─── Passage to read
On May 1, 2013, the Company filed Articles of Merger with the Secretary of State of the State of Nevada pursuant to which its wholly-owned subsidiary, Inception Mining Inc., a Nevada Corporation, was merged into the Company effective May 1, 2013. As a result of the filing of the Articles of Merger, the Company’s corporate name was changed from Gold American Mining Corp. to Inception Mining Inc.
(B) Going Concern
As reflected in the accompanying unaudited condensed consolidated financial statements, the Company is in the exploration stage with minimal operations, has a net loss since inception of $5,795,895 and used cash in operations of $1,945,103 from inception. In addition, there is a working capital deficiency (excess of current liabilities over current assets) of $876,987 as of April 30, 2014. This raises substantial doubt about its ability to continue as a going concern. The ability of the Company to continue as a going concern is dependent on the Company’s ability to raise additional capital and implement its business plan. The financial statements do not include any adjustments that might be necessary if the Company is unable to continue as a going concern.
(C) Fair Value of Financial Instruments
The Company adopted the provisions of Accounting Standards Codification subtopic 825-10, Financial Instruments (“ASC 825-10”) on January 1, 2008. ASC 825-10 defines fair value as the price that would be received from selling an asset or paid to transfer a liability in an orderly transaction between market participants at the measurement date. When determining the fair value measurements for assets and liabilities required or permitted to be recorded at fair value, the Company considers the principal or most advantageous market in which it would transact and considers assumptions that market participants would use when pricing the asset or liability, such as inherent risk, transfer restrictions, and risk of nonperformance. ASC 825-10 establishes a fair value hierarchy that requires an entity to maximize the use of observable inputs and minimize the use of unobservable inputs when measuring fair value. ASC 825-10 establishes three levels of inputs that may be used to measure fair value:
Level 1 – Quoted prices in active markets for identical assets or liabilities.
──────
─── Records
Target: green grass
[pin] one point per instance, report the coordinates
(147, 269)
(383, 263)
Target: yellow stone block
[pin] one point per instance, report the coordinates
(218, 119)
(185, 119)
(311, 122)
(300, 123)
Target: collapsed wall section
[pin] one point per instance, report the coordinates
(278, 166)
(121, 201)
──────
■ Exercise ■
Continue the Inception Mining financial statement notes from the point where the text above ends, beginning after the definition of Level 1.

■ Response ■
Level 2 – Observable inputs other than Level 1 prices such as quoted prices for similar assets or liabilities; quoted prices in markets with insufficient volume or infrequent transactions (less active markets); or model-derived valuations in which all significant inputs are observable or can be derived principally from or corroborated by observable market data for substantially the full term of the assets or liabilities.
Level 3 – Unobservable inputs to the valuation methodology that are significant to the measurement of fair value of assets or liabilities.
All items required to be recorded or measured on a recurring basis are based upon level 3 inputs.
To the extent that valuation is based on models or inputs that are less observable or unobservable in the market, the determination of fair value requires more judgment. In certain cases, the inputs used to measure fair value may fall into different levels of the fair value hierarchy. In such cases, for disclosure purposes, the level in the fair value hierarchy within which the fair value measurement is disclosed and is determined based on the lowest level input that is significant to the fair value measurement.
Upon adoption of ASC 825-10, there was no cumulative effect adjustment to beginning retained earnings and no impact on the financial statements.
The carrying value of the Company’s cash and cash equivalents, accounts receivable, accounts payable, short-term borrowings (including convertible notes payable), and other current assets and liabilities approximate fair value because of their short-term maturity.
F-5 |
Inception Mining, Inc.
(An Exploration Stage Company)
Notes to Condensed Consolidated Financial Statements
As of April 30, 2014 or July 31, 2013, the Company did not have any items that would be classified as level 1 or 2 disclosures.
The Company recognizes its derivative liabilities as level 3 and values its derivatives using the methods discussed below. While the Company believes that its valuation methods are appropriate and consistent with other market participants, it recognizes that the use of different methodologies or assumptions to determine the fair value of certain financial instruments could result in a different estimate of fair value at the reporting date. The primary assumptions that would significantly affect the fair values using the methods discussed below are that of volatility and market price of the underlying common stock of the Company.
As of April 30, 2014 and July 31, 2013, the Company did not have any derivative instruments that were designated as hedges.
The derivative liability as of April 30, 2014, in the amount of $137,138 has a level 3 classification.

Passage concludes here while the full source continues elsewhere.